Repeat the entire listing exactly.

[Entries from a point annotation set]
[start]

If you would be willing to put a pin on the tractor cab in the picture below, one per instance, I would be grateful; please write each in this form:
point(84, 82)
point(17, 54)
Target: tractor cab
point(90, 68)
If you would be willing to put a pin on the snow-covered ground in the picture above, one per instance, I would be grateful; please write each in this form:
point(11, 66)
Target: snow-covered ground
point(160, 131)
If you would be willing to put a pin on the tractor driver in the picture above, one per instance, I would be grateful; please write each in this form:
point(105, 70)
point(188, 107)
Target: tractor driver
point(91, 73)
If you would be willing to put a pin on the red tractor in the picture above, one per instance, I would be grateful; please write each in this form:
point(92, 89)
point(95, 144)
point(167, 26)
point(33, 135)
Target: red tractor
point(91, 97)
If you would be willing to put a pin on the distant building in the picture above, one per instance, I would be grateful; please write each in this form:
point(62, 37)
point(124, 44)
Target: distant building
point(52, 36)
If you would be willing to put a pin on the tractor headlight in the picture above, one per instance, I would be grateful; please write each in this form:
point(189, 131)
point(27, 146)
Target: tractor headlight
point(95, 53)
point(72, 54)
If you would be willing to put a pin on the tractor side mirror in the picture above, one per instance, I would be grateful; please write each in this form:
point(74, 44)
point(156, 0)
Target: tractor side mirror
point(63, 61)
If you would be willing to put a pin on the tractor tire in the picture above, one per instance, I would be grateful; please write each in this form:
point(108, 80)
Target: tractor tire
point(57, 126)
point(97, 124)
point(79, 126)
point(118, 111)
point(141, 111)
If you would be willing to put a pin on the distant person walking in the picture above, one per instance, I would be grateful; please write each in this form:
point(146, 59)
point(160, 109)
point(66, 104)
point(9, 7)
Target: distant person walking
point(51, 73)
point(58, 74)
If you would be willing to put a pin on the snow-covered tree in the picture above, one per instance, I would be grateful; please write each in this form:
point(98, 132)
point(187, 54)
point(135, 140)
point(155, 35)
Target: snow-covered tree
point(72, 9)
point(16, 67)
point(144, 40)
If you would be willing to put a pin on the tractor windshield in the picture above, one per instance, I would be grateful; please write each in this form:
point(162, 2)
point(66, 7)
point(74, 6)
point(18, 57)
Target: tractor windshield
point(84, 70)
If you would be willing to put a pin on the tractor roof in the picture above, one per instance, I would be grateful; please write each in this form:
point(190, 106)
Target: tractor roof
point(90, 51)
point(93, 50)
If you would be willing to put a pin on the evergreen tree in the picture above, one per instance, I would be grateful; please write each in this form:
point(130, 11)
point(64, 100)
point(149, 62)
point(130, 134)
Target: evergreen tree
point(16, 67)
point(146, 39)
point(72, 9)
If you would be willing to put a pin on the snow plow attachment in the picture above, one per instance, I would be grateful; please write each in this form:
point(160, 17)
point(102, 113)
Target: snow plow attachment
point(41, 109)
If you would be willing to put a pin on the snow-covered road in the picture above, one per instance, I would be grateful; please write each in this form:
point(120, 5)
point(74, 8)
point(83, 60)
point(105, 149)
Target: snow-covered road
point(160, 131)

[end]

» Final result
If you would be willing to put a pin on the tractor cab in the picture below, one per instance, I would be grateful; please write each in this form:
point(84, 82)
point(17, 54)
Target: tractor cab
point(90, 68)
If you would be willing to put a pin on the snow-covered ground in the picture above, one per instance, I would be grateful; please write each in this form:
point(11, 66)
Target: snow-covered ground
point(160, 131)
If you would be willing to put a pin on the tractor driver in the picture above, one per instance, I would be grateful; please write each in this form:
point(105, 70)
point(188, 107)
Target: tractor driver
point(91, 73)
If you would be willing to put a pin on the red tractor in the picture above, one per instance, I would be grateful; please write each in this form:
point(92, 89)
point(95, 144)
point(167, 26)
point(33, 135)
Target: red tractor
point(91, 97)
If you would be willing to put a pin on the distant building in the picture above, one per instance, I would be grateful; please write each in this form:
point(62, 37)
point(124, 44)
Target: distant building
point(52, 36)
If you would be willing to put a pin on the tractor headlight in the picture above, one per instance, I would be grateful; please write each in this form:
point(189, 131)
point(27, 146)
Target: tractor headlight
point(95, 53)
point(72, 54)
If you would be willing to put a pin on the tractor side mirror in the picture above, one per instance, I would be grateful; please write each in this form:
point(74, 44)
point(156, 0)
Target: tractor side mirror
point(63, 61)
If you would be willing to put a pin on the tractor tire in the picture above, one per instance, I would be grateful; please write each in this form:
point(108, 80)
Target: tractor tire
point(57, 126)
point(97, 124)
point(79, 126)
point(118, 111)
point(141, 111)
If you would be willing to put a pin on the distant person walking in the picture above, one per instance, I would be grateful; please write each in this form:
point(146, 59)
point(160, 109)
point(66, 104)
point(9, 7)
Target: distant person walking
point(51, 73)
point(58, 74)
If you would be willing to put a pin on the snow-covered tree in the picture above, one per instance, I would be grateful; please write each in this form:
point(98, 132)
point(187, 54)
point(135, 140)
point(155, 35)
Target: snow-covered tree
point(72, 9)
point(16, 67)
point(144, 40)
If you would be willing to put a pin on the tractor windshield in the picture above, one per instance, I would be grateful; please write each in this form:
point(162, 2)
point(66, 7)
point(74, 6)
point(18, 57)
Target: tractor windshield
point(84, 70)
If you would be willing to put a pin on the tractor roof in the picture above, one per instance, I would be grateful; please write each in this form:
point(190, 106)
Target: tractor roof
point(90, 51)
point(93, 50)
If you would be willing to put a pin on the evergreen tree in the picture above, one per instance, I would be grateful; please write each in this form:
point(130, 11)
point(64, 100)
point(149, 62)
point(130, 134)
Target: evergreen tree
point(16, 67)
point(146, 39)
point(72, 9)
If you would be willing to put a pin on the snow plow attachment in the picture above, one per instance, I would be grateful; please write each in this form:
point(160, 17)
point(102, 113)
Target: snow plow attachment
point(41, 109)
If you would be willing to put a pin on the snow-covered road in the picture above, one per instance, I would be grateful; please write each in this form:
point(120, 5)
point(74, 8)
point(83, 60)
point(105, 149)
Target: snow-covered road
point(160, 131)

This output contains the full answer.